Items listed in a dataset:

** BEGIN **

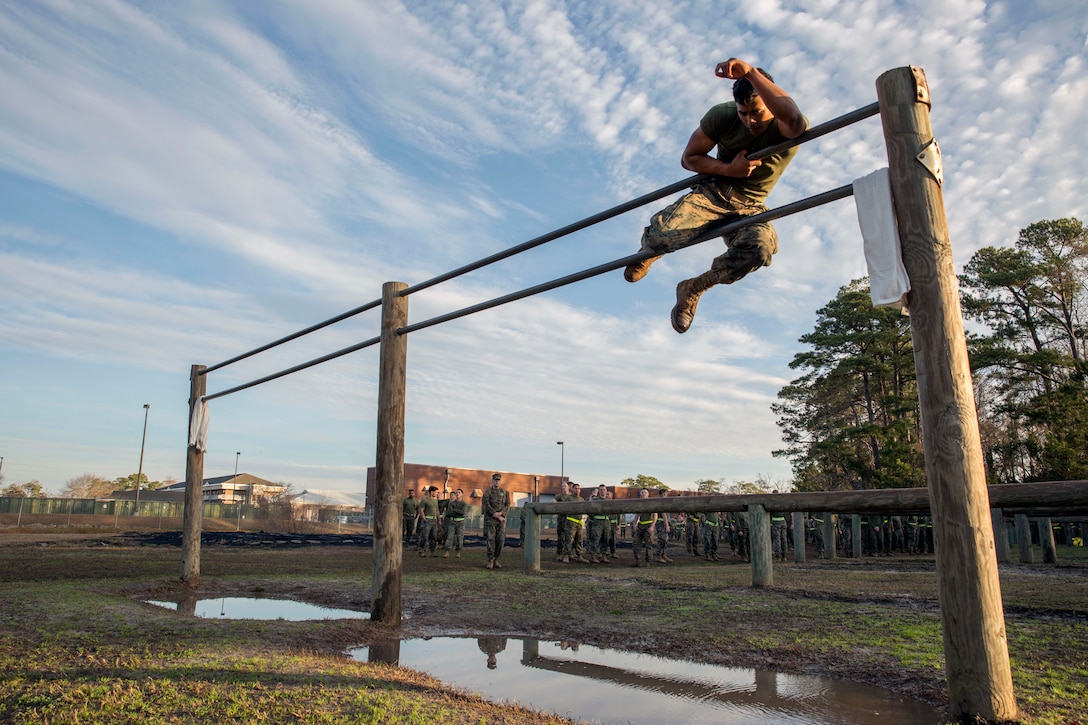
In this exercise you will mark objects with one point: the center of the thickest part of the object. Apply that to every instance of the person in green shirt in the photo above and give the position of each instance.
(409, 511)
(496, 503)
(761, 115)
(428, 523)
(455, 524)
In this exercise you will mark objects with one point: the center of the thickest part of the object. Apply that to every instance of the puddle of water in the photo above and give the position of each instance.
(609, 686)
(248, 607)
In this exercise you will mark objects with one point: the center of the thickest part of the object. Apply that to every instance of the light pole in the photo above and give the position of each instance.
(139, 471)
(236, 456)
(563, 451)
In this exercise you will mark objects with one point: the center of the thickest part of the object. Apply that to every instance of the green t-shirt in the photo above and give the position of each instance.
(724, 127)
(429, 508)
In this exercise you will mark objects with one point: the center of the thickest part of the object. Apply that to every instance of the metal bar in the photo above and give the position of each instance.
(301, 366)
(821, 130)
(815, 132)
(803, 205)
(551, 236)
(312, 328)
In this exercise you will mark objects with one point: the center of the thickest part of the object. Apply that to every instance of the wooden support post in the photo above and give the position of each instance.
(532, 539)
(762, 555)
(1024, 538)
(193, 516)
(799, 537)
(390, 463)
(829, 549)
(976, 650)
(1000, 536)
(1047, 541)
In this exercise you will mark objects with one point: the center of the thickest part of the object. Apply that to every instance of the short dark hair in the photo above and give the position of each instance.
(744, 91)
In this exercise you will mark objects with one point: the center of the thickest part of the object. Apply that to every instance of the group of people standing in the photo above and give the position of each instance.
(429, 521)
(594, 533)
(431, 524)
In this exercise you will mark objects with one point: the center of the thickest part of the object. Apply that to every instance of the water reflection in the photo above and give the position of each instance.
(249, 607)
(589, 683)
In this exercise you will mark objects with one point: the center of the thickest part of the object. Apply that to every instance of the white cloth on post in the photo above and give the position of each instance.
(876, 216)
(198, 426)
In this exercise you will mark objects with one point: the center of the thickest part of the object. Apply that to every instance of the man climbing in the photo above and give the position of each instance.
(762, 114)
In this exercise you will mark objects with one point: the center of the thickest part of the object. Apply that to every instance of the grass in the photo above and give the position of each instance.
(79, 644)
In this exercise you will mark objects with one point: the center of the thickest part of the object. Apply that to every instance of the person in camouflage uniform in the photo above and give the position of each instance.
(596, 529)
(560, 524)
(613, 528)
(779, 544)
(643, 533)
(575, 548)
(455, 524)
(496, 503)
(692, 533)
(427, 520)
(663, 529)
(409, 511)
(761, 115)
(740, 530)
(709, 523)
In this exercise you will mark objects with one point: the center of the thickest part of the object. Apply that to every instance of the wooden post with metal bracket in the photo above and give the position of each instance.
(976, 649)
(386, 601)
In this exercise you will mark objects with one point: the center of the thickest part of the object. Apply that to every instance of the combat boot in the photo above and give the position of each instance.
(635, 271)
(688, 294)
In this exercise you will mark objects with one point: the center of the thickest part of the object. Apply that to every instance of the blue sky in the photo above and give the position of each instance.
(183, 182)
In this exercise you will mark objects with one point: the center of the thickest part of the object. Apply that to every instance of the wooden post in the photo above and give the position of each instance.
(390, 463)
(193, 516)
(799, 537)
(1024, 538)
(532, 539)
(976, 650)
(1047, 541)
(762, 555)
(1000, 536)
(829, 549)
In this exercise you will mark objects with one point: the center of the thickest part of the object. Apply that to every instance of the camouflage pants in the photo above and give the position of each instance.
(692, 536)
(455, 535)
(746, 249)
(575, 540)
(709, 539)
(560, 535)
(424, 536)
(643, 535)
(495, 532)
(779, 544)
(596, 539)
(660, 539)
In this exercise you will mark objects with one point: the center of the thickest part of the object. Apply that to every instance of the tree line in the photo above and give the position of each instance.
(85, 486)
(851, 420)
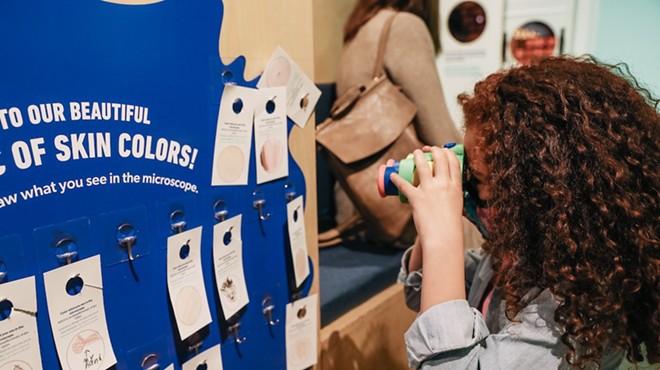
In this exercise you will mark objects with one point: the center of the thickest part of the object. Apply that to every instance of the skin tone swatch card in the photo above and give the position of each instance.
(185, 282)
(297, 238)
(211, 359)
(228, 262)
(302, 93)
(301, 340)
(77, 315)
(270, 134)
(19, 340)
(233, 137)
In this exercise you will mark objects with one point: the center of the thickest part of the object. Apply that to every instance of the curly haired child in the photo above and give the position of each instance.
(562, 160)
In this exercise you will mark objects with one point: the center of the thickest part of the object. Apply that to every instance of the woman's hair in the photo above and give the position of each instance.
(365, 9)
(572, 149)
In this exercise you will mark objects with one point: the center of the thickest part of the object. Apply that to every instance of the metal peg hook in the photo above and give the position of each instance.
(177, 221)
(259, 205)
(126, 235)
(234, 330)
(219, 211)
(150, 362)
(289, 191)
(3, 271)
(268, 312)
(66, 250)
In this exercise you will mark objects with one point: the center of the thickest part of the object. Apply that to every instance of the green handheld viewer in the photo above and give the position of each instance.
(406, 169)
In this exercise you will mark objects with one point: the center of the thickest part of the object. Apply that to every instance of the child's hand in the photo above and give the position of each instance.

** END **

> Requirements
Lay out as a numbered list the rows starting at the line that contains "the green handheld" and ending at the last row, leaving out any blank lines.

> Full solution
1. In this exercise you will mark objects with one point: the center of the thickest part of the object. Apply that to every instance of the green handheld viewer in the photo above and give the position of each instance.
2. (406, 169)
3. In this exercise you will mark objects with one point: the center of the thickest part of the object. Apply that to every instance of the child's hand in the photo above and give the position of each instance.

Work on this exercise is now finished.